====== WORKING DATA

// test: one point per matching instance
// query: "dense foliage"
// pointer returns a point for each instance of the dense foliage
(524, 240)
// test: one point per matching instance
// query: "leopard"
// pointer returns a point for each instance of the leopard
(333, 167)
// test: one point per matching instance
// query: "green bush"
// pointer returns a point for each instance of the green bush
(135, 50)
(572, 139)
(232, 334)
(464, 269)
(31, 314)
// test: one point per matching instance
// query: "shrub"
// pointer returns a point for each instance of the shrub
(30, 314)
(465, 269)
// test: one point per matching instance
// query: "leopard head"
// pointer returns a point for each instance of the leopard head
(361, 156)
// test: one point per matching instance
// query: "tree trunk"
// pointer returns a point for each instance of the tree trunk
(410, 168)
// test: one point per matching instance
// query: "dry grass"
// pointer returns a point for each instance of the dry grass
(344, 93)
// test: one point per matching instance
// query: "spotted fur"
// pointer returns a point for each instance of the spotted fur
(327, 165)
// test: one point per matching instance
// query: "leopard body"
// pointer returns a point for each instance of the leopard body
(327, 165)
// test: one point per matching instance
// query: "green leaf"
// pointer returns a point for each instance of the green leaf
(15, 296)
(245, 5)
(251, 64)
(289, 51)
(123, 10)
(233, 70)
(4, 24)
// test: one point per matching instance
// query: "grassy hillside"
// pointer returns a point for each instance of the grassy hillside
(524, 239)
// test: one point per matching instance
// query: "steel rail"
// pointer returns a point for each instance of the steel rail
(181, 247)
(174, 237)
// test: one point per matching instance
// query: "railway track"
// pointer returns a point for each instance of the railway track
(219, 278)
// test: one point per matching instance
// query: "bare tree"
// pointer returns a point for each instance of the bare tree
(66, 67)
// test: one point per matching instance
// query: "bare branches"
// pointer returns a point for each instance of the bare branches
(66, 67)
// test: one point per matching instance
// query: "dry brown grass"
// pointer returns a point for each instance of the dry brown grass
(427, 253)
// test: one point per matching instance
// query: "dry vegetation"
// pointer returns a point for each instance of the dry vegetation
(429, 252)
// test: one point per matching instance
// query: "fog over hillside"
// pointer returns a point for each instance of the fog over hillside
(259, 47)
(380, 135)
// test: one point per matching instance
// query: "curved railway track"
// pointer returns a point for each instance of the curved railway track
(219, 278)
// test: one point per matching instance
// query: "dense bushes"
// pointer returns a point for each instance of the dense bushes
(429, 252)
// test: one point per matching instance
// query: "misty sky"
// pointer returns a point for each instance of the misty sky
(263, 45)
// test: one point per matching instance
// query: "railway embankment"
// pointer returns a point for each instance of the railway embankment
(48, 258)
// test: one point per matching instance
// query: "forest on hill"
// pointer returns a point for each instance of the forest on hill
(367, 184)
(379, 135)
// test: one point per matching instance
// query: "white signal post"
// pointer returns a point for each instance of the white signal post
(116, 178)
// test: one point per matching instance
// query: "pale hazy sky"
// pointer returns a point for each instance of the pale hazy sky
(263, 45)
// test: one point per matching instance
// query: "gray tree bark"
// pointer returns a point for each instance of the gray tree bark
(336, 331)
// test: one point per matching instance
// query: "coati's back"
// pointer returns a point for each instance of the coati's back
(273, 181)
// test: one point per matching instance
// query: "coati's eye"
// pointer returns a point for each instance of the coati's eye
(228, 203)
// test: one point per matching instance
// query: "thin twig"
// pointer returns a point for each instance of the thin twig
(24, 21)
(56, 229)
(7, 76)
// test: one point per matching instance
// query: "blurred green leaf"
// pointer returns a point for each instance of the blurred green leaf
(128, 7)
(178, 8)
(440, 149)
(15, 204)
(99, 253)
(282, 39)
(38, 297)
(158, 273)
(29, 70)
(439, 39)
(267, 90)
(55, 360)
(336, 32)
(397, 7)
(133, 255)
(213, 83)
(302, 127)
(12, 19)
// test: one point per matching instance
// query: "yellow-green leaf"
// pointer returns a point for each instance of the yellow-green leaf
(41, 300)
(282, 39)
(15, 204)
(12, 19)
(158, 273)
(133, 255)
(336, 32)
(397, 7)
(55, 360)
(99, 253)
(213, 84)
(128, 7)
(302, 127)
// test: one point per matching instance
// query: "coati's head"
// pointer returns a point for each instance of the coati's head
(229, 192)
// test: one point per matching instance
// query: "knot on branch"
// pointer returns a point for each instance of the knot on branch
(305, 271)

============

**TASK DETAILS:**
Find each line in the records above that contains the word "railway" and copy those lines out in full.

**RESPONSE TO THE EXERCISE:**
// query: "railway track"
// pointer returns a point for each instance of the railway track
// query: "curved railway track"
// pointer returns a point for each instance of the curved railway track
// query: "railway embankment"
// pointer returns a point for each instance of the railway embankment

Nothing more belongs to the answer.